Find every line in the records below that contains the word "gavel" and copy each of those lines out.

----- Entries shown -----

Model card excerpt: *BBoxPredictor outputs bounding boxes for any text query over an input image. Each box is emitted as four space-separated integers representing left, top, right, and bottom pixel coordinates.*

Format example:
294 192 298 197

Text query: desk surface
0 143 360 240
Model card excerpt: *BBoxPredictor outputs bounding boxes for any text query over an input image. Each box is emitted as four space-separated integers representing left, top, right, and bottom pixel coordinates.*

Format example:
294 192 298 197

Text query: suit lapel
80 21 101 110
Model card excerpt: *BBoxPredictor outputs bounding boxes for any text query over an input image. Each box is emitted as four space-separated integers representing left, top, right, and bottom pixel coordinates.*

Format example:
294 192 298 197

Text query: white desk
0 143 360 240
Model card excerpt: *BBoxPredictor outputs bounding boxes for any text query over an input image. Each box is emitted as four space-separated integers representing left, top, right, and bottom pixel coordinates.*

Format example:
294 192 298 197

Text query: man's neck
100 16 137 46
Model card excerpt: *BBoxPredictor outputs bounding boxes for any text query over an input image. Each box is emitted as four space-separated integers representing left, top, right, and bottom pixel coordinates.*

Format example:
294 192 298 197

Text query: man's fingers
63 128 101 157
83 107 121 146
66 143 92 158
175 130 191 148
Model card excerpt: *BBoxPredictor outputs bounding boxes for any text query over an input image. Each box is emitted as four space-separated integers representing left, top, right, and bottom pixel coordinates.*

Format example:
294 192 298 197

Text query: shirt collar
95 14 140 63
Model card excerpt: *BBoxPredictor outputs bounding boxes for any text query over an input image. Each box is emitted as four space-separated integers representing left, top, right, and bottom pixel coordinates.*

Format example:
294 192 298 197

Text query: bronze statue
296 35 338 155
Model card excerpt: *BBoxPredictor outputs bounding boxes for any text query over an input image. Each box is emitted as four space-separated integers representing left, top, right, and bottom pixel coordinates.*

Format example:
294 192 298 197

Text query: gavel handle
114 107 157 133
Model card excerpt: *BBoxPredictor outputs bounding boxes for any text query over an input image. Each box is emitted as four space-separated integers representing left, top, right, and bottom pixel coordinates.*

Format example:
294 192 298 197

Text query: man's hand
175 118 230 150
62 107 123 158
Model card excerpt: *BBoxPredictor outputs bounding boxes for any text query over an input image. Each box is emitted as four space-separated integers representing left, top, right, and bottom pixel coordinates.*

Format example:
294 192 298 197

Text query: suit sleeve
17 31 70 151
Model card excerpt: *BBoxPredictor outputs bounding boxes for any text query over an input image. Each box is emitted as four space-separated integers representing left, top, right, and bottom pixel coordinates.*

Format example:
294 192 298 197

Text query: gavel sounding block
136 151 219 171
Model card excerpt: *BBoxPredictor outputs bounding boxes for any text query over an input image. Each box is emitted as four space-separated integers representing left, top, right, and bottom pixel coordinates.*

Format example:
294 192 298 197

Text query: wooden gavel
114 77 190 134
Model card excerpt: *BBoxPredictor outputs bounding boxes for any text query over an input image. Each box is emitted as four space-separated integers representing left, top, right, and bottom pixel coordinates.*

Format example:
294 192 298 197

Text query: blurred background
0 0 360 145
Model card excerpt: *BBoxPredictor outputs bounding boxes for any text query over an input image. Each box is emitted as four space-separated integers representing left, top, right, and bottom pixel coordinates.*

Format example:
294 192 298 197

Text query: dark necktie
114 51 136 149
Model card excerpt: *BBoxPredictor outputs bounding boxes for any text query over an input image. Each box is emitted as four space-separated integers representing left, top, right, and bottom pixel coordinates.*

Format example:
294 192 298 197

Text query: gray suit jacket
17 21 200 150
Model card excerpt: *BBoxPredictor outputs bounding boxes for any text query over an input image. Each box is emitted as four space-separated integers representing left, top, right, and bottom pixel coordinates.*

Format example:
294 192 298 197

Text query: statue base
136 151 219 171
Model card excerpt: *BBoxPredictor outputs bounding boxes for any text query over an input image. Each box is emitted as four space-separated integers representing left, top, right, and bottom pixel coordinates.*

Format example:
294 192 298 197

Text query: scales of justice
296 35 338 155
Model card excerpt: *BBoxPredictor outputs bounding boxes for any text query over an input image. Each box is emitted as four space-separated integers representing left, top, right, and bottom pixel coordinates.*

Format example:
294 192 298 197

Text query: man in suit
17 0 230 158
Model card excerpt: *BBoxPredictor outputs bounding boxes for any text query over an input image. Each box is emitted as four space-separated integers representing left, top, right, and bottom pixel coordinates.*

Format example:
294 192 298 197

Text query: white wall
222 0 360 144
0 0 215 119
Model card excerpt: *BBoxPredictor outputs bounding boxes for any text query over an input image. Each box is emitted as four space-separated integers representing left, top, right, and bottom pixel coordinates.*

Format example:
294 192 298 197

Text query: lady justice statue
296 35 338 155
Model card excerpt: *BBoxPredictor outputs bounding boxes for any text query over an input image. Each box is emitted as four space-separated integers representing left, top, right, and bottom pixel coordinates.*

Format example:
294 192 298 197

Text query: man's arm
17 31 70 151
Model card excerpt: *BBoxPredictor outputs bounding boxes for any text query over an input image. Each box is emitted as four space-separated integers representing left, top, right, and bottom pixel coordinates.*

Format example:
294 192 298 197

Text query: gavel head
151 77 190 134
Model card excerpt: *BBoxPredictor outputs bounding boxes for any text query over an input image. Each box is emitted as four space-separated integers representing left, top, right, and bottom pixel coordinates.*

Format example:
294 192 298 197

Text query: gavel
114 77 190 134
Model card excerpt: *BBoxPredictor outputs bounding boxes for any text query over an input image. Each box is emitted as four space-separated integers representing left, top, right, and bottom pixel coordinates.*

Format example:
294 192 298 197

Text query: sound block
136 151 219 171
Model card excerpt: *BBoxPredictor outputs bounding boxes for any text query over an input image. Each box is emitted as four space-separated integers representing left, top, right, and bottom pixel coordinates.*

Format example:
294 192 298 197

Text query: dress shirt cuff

-----

→ Output:
Text query: gavel handle
Text query: gavel sounding block
Text query: wooden gavel
Text query: gavel head
Text query: gavel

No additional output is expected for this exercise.